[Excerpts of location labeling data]
***

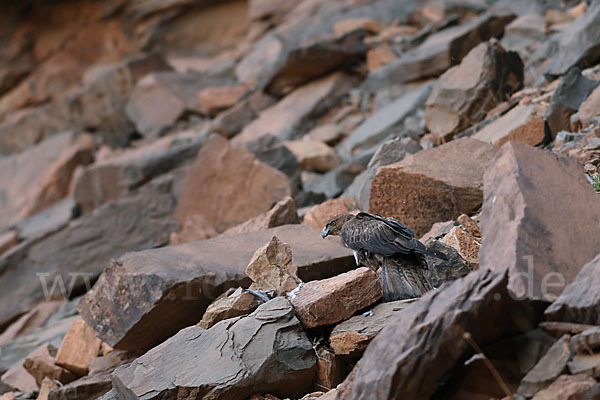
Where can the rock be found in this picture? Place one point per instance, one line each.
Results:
(88, 387)
(266, 351)
(213, 100)
(328, 301)
(579, 301)
(314, 155)
(351, 337)
(198, 272)
(288, 118)
(314, 58)
(516, 190)
(547, 369)
(65, 263)
(78, 348)
(573, 89)
(403, 362)
(318, 216)
(227, 185)
(283, 212)
(375, 128)
(465, 93)
(233, 303)
(441, 183)
(577, 45)
(388, 152)
(114, 177)
(45, 388)
(439, 51)
(567, 387)
(271, 268)
(40, 365)
(524, 124)
(465, 243)
(233, 120)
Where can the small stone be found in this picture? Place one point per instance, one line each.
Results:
(271, 267)
(78, 348)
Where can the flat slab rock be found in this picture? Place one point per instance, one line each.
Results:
(265, 352)
(551, 226)
(145, 297)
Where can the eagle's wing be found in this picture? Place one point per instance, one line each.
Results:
(378, 235)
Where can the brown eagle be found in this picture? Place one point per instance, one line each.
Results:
(387, 243)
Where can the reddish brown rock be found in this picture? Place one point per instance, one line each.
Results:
(328, 301)
(318, 216)
(227, 185)
(351, 337)
(465, 93)
(433, 185)
(233, 303)
(287, 118)
(198, 272)
(283, 212)
(524, 124)
(212, 100)
(78, 349)
(516, 192)
(271, 268)
(314, 155)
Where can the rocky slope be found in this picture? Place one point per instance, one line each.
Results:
(166, 167)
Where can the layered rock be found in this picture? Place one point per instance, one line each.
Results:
(517, 193)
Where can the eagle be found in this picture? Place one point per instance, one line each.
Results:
(385, 242)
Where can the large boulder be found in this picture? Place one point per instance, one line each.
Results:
(426, 340)
(465, 93)
(433, 185)
(145, 297)
(533, 212)
(228, 185)
(265, 352)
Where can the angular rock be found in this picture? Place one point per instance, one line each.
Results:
(64, 263)
(227, 185)
(266, 352)
(404, 362)
(547, 369)
(112, 178)
(314, 155)
(524, 124)
(433, 185)
(379, 125)
(283, 212)
(465, 93)
(197, 273)
(318, 216)
(88, 387)
(287, 118)
(516, 193)
(271, 268)
(351, 337)
(233, 303)
(579, 301)
(315, 58)
(578, 45)
(439, 51)
(567, 387)
(389, 152)
(572, 90)
(328, 301)
(78, 348)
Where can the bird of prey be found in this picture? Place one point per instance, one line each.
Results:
(386, 242)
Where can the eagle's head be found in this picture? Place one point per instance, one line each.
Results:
(335, 224)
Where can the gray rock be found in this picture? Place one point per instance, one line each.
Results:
(265, 352)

***

■ Objective
Rewrite all of the data above with every instance of "Results" replaced by "Points", leaving everything else unchanged. Omit the picture from the rewritten version.

■ Reply
Where can the rock be found in this picture? Place one point per instance, one line each.
Points:
(88, 387)
(266, 351)
(213, 100)
(328, 301)
(579, 301)
(314, 155)
(351, 337)
(198, 272)
(288, 118)
(314, 58)
(516, 190)
(547, 369)
(65, 263)
(78, 348)
(573, 89)
(403, 362)
(318, 216)
(227, 185)
(283, 212)
(375, 128)
(465, 93)
(233, 303)
(441, 183)
(577, 45)
(388, 152)
(114, 177)
(45, 388)
(439, 51)
(567, 387)
(271, 268)
(40, 365)
(524, 124)
(465, 243)
(233, 120)
Where can the small stone be found in this picture? Place one point per instance, one line each.
Points:
(271, 267)
(78, 348)
Where can the flat slab rock be found in this picture? Place one point per instance, one line each.
Points:
(265, 352)
(551, 226)
(145, 297)
Where can the eagle's wing be found in this picture? Place one point per instance, one line each.
Points:
(378, 235)
Where can the brown eagle be found in this picture? Place one point per instance, one line each.
Points:
(387, 243)
Where can the reddish brown rock be found in this picture? Place one point per instance, one line each.
Points:
(328, 301)
(318, 216)
(227, 185)
(351, 337)
(465, 93)
(433, 185)
(233, 303)
(287, 118)
(198, 272)
(283, 212)
(524, 124)
(212, 100)
(78, 349)
(516, 192)
(271, 268)
(314, 155)
Where can the rocky slope be found in this picture? Place one point per instance, one line each.
Points:
(166, 167)
Where can the layered rock be found in this picture? Place one point per instance, one line each.
Points:
(517, 193)
Where can the eagle be found in this picture? Place one point per instance, one line each.
Points:
(385, 242)
Where can the large boulder be found in this picture? Place one point per instance, one line each.
Points:
(426, 340)
(465, 93)
(433, 185)
(145, 297)
(533, 212)
(228, 185)
(265, 352)
Where can the angular rock be found in this picture? Place one point per instance, one line each.
Points:
(64, 263)
(227, 185)
(266, 352)
(404, 362)
(547, 369)
(112, 178)
(314, 155)
(524, 124)
(433, 185)
(379, 125)
(283, 212)
(465, 93)
(197, 273)
(318, 216)
(88, 387)
(287, 118)
(516, 193)
(271, 268)
(351, 337)
(233, 303)
(579, 301)
(315, 58)
(578, 45)
(439, 51)
(567, 387)
(389, 152)
(572, 90)
(328, 301)
(78, 348)
Where can the bird of prey be found in this picture? Place one point per instance, one line each.
Points:
(386, 242)
Where can the eagle's head be found in this picture? Place one point per instance, one line each.
Points:
(335, 224)
Where can the gray rock be found in this picture? Place one point per instance, one line each.
Points:
(265, 352)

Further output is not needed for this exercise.